• **REQUIRED ACTION**
Can you copy the material below, word for word, from its first line through the line containing "positive clicks: (878, 321)", leaving out the pictures?

(Dataset entries)
--------
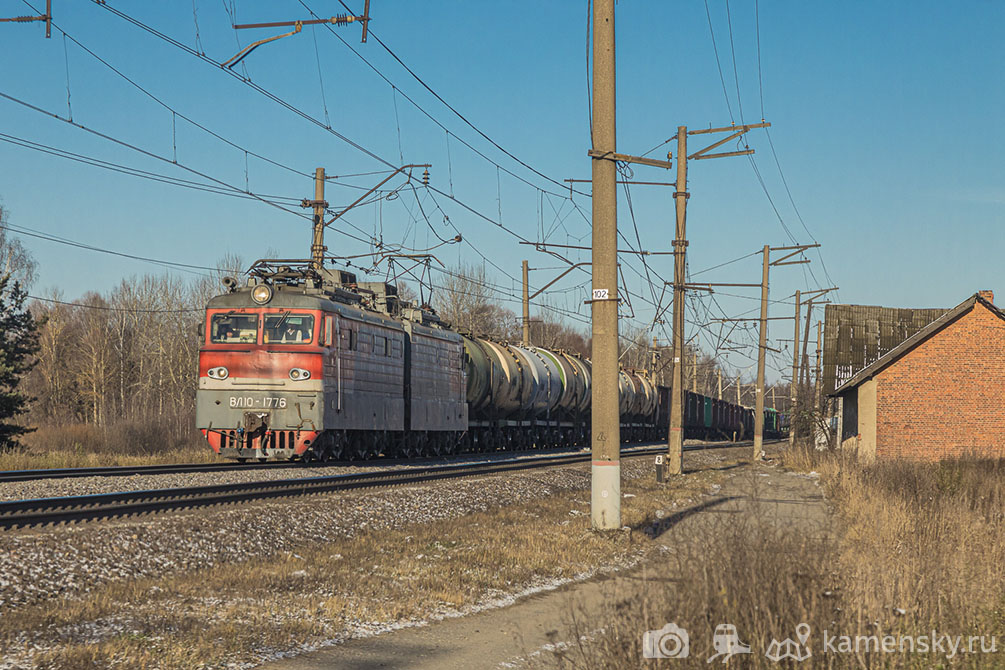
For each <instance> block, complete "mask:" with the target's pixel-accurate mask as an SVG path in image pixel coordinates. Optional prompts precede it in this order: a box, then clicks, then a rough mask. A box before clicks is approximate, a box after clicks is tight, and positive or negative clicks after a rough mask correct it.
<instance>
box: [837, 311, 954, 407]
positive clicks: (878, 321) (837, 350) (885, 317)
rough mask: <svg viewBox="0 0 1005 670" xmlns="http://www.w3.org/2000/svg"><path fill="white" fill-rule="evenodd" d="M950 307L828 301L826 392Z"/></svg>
mask: <svg viewBox="0 0 1005 670" xmlns="http://www.w3.org/2000/svg"><path fill="white" fill-rule="evenodd" d="M947 311H949V309H948V308H926V309H912V308H906V307H879V306H872V305H864V304H828V305H826V309H825V311H824V344H823V371H822V372H823V393H824V394H828V393H830V392H832V391H833V390H834V389H836V388H837V387H839V386H840V385H841V384H843V383H844V382H846V381H848V380H849V379H851V378H852V377H853V376H854V375H855V373H857V372H858V371H859V370H862V369H863V368H865V367H866V366H868V365H869V364H871V363H872V362H874V361H876V360H877V359H878V358H879V357H881V356H882V355H883V354H885V353H886V352H888V351H890V350H892V349H893V348H894V347H896V346H897V345H899V344H900V343H902V342H903V341H905V340H907V339H908V338H910V337H912V336H913V334H915V333H916V332H918V331H919V330H921V329H922V328H924V327H925V326H926V325H928V324H929V323H931V322H932V321H934V320H935V319H937V318H939V317H940V316H942V315H943V314H945V313H946V312H947Z"/></svg>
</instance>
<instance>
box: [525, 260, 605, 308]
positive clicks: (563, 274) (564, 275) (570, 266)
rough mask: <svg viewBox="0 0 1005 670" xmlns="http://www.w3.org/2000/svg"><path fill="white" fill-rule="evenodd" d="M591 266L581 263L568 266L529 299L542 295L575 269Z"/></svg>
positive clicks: (576, 263)
mask: <svg viewBox="0 0 1005 670" xmlns="http://www.w3.org/2000/svg"><path fill="white" fill-rule="evenodd" d="M592 264H593V263H589V262H583V263H576V264H575V265H570V266H569V267H568V268H566V271H565V272H563V273H562V274H560V275H559V276H557V277H555V278H554V279H552V280H551V281H549V282H548V283H547V284H545V285H544V286H542V287H541V288H539V289H538V291H537V292H535V293H533V294H532V295H530V299H532V300H533V299H534V298H536V297H538V296H539V295H541V294H542V293H544V292H545V291H546V290H548V289H549V288H550V287H551V286H552V284H554V283H555V282H556V281H558V280H559V279H561V278H562V277H564V276H565V275H567V274H569V273H570V272H572V271H573V270H575V269H576V268H577V267H583V266H584V265H592Z"/></svg>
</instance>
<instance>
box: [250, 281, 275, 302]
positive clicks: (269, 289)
mask: <svg viewBox="0 0 1005 670" xmlns="http://www.w3.org/2000/svg"><path fill="white" fill-rule="evenodd" d="M251 299H252V300H254V301H255V302H257V303H258V304H265V303H266V302H268V301H269V300H271V299H272V287H271V286H269V285H268V284H258V285H257V286H255V287H254V288H252V289H251Z"/></svg>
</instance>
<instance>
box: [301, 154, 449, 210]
mask: <svg viewBox="0 0 1005 670" xmlns="http://www.w3.org/2000/svg"><path fill="white" fill-rule="evenodd" d="M430 167H432V165H431V164H429V163H417V164H412V165H403V166H401V167H400V168H398V169H397V170H395V171H394V172H392V173H391V174H390V175H388V176H387V177H385V178H384V179H382V180H381V181H380V182H379V183H378V184H377V186H375V187H373V188H372V189H370V190H369V191H367V192H366V193H364V194H363V195H362V196H360V197H359V198H357V199H356V200H355V201H354V202H353V204H351V205H349V206H348V207H346V208H344V209H343V210H342V211H340V212H338V213H337V214H336V215H335V216H333V217H332V218H331V219H329V220H328V221H327V222H326V223H325V225H326V226H330V225H332V224H333V223H335V222H336V221H337V220H338V219H339V218H341V217H342V216H343V215H344V214H345V213H346V212H348V211H349V210H351V209H353V208H354V207H356V206H357V205H359V204H360V203H361V202H363V201H364V200H366V199H367V198H368V197H369V196H370V194H372V193H373V192H374V191H376V190H377V189H379V188H380V187H382V186H384V185H385V184H387V183H388V182H389V181H391V179H392V178H393V177H394V176H395V175H398V174H400V173H402V172H404V171H405V170H411V169H412V168H425V169H428V168H430ZM409 179H411V177H409ZM427 180H428V178H427V176H425V175H424V176H423V178H422V181H423V182H427ZM308 203H309V201H307V200H305V201H304V202H303V203H300V207H310V206H311V205H310V204H308Z"/></svg>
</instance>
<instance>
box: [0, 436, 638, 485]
mask: <svg viewBox="0 0 1005 670" xmlns="http://www.w3.org/2000/svg"><path fill="white" fill-rule="evenodd" d="M637 444H645V443H644V442H643V443H637ZM576 448H577V447H555V448H552V449H521V450H517V451H485V452H470V453H459V454H449V455H444V456H423V457H419V458H405V457H393V458H378V459H373V460H336V461H311V462H307V463H306V462H304V461H268V462H265V463H260V462H253V463H250V462H249V463H238V462H234V461H226V462H215V463H169V464H163V465H105V466H99V467H80V468H47V469H36V470H0V484H2V483H5V482H17V481H35V480H40V479H70V478H78V477H131V476H134V475H147V474H185V473H190V472H229V471H234V470H284V469H294V470H295V469H303V468H324V467H369V466H371V465H385V464H389V465H394V464H405V463H419V464H422V463H428V462H434V461H438V460H441V459H467V458H483V457H488V458H498V457H503V458H512V457H518V456H524V455H527V456H530V455H535V454H550V453H556V452H568V451H569V450H570V449H576Z"/></svg>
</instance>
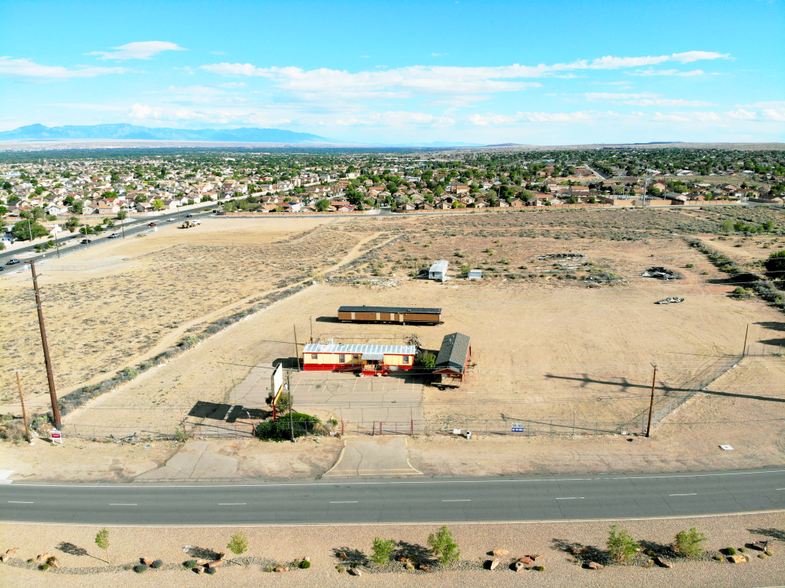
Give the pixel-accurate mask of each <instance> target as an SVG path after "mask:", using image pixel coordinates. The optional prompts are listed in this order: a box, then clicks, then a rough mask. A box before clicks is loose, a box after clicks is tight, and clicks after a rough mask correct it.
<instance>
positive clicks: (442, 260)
mask: <svg viewBox="0 0 785 588" xmlns="http://www.w3.org/2000/svg"><path fill="white" fill-rule="evenodd" d="M447 265H448V264H447V260H445V259H440V260H439V261H434V262H433V265H431V269H429V270H428V279H429V280H439V281H440V282H446V281H447Z"/></svg>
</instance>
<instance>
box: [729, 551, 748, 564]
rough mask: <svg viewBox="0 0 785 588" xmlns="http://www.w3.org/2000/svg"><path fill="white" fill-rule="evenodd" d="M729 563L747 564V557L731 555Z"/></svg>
mask: <svg viewBox="0 0 785 588" xmlns="http://www.w3.org/2000/svg"><path fill="white" fill-rule="evenodd" d="M728 561H729V562H731V563H747V557H746V556H744V555H741V554H740V553H739V554H736V555H729V556H728Z"/></svg>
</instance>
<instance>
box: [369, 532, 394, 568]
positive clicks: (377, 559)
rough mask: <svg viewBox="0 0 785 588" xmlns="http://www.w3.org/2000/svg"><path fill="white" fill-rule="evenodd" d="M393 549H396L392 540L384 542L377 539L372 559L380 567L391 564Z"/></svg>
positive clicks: (371, 557)
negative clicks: (377, 564)
mask: <svg viewBox="0 0 785 588" xmlns="http://www.w3.org/2000/svg"><path fill="white" fill-rule="evenodd" d="M393 549H395V541H393V540H392V539H390V540H389V541H384V540H383V539H379V538H378V537H376V538H374V540H373V555H372V556H371V559H372V560H373V561H374V563H376V564H379V565H380V566H382V565H386V564H388V563H389V562H390V557H391V556H392V552H393Z"/></svg>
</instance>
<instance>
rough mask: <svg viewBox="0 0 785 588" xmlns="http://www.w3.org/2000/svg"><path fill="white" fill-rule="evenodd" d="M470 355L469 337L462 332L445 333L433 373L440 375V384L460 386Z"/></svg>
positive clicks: (464, 372)
mask: <svg viewBox="0 0 785 588" xmlns="http://www.w3.org/2000/svg"><path fill="white" fill-rule="evenodd" d="M471 356H472V346H471V339H470V338H469V336H468V335H464V334H462V333H452V334H450V335H446V336H445V337H444V340H443V341H442V347H441V349H439V355H437V356H436V364H435V365H434V368H433V373H434V374H438V375H439V376H441V384H442V385H447V386H460V385H461V382H463V378H464V376H465V375H466V368H467V367H468V365H469V358H470V357H471Z"/></svg>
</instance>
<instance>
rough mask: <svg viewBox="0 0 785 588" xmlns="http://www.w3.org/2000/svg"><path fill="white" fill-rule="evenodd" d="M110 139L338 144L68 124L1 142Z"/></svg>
mask: <svg viewBox="0 0 785 588" xmlns="http://www.w3.org/2000/svg"><path fill="white" fill-rule="evenodd" d="M74 139H76V140H80V139H110V140H117V139H123V140H136V141H210V142H220V143H338V141H334V140H331V139H326V138H324V137H319V136H318V135H311V134H310V133H296V132H294V131H285V130H282V129H258V128H253V127H245V128H239V129H169V128H149V127H139V126H135V125H128V124H116V125H68V126H62V127H46V126H44V125H41V124H34V125H27V126H24V127H19V128H18V129H15V130H13V131H4V132H0V141H30V140H37V141H62V140H74Z"/></svg>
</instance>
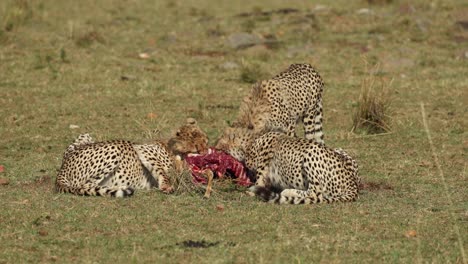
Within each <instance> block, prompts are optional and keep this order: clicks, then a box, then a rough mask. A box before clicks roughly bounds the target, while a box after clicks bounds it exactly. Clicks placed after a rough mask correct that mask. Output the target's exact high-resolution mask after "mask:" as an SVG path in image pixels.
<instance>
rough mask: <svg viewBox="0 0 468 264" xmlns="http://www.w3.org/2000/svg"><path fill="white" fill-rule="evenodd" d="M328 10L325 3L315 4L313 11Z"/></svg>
mask: <svg viewBox="0 0 468 264" xmlns="http://www.w3.org/2000/svg"><path fill="white" fill-rule="evenodd" d="M328 10H329V8H328V6H326V5H316V6H315V7H314V11H315V12H321V11H328Z"/></svg>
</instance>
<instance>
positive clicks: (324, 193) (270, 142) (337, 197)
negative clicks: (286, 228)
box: [217, 128, 360, 204]
mask: <svg viewBox="0 0 468 264" xmlns="http://www.w3.org/2000/svg"><path fill="white" fill-rule="evenodd" d="M225 137H226V138H229V140H226V141H223V142H218V146H217V147H219V148H220V149H222V150H226V151H227V152H228V153H230V154H231V155H233V156H234V157H236V158H238V159H239V160H240V161H244V162H245V164H246V166H247V167H248V169H249V170H251V171H254V172H255V173H256V177H257V182H256V185H255V186H253V187H251V190H252V191H253V192H254V193H255V194H256V195H258V196H260V197H261V198H262V199H263V200H265V201H268V202H274V203H291V204H300V203H322V202H329V203H330V202H335V201H342V202H346V201H354V200H356V199H357V197H358V185H359V182H360V178H359V175H358V166H357V163H356V161H355V160H353V159H352V158H351V157H350V156H349V155H348V154H346V152H344V151H343V150H341V149H331V148H328V147H326V146H325V145H324V144H321V143H317V142H315V141H313V140H307V139H303V138H294V137H290V136H287V135H285V134H284V133H282V132H268V133H265V134H263V135H261V136H255V135H252V134H251V132H250V131H249V130H248V129H239V128H237V129H231V130H227V131H226V132H225ZM231 146H235V147H234V148H232V147H231Z"/></svg>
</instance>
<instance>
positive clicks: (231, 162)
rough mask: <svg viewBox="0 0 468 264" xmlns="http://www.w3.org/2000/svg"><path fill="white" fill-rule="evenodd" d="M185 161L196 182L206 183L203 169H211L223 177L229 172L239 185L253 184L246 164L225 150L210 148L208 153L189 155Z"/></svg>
mask: <svg viewBox="0 0 468 264" xmlns="http://www.w3.org/2000/svg"><path fill="white" fill-rule="evenodd" d="M185 161H186V162H187V164H188V165H189V167H190V170H191V171H192V176H193V181H194V182H196V183H203V184H206V182H207V179H206V178H205V177H204V175H203V171H205V170H207V169H209V170H211V171H213V173H214V175H215V176H217V177H218V178H223V177H224V176H225V175H226V174H229V175H231V176H232V177H234V179H235V181H236V182H237V184H239V185H242V186H250V185H252V183H251V181H250V179H249V177H247V173H246V168H245V166H244V165H243V164H242V163H241V162H239V161H238V160H236V159H235V158H233V157H232V156H231V155H229V154H227V153H224V152H223V151H219V150H216V149H214V148H210V149H209V150H208V154H204V155H189V156H187V157H186V158H185Z"/></svg>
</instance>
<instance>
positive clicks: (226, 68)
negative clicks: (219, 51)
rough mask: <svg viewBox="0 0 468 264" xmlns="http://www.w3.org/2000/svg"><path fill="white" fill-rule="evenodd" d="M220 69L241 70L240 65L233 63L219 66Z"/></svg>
mask: <svg viewBox="0 0 468 264" xmlns="http://www.w3.org/2000/svg"><path fill="white" fill-rule="evenodd" d="M219 68H221V69H224V70H234V69H237V68H239V64H237V63H235V62H233V61H226V62H225V63H223V64H221V65H219Z"/></svg>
--------
• **REPLY TO THE TASK**
For each <instance> block, complete "mask:" with the target's pixel-accurate mask as an SVG path in image pixel coordinates. Optional prompts precede it in this order: a box, then clicks, then a rough mask. A box before clicks is approximate, a box after clicks is tight, and positive or negative clicks after a rough mask correct it.
<instance>
box: [837, 311, 954, 407]
positive clicks: (878, 321) (837, 350) (885, 317)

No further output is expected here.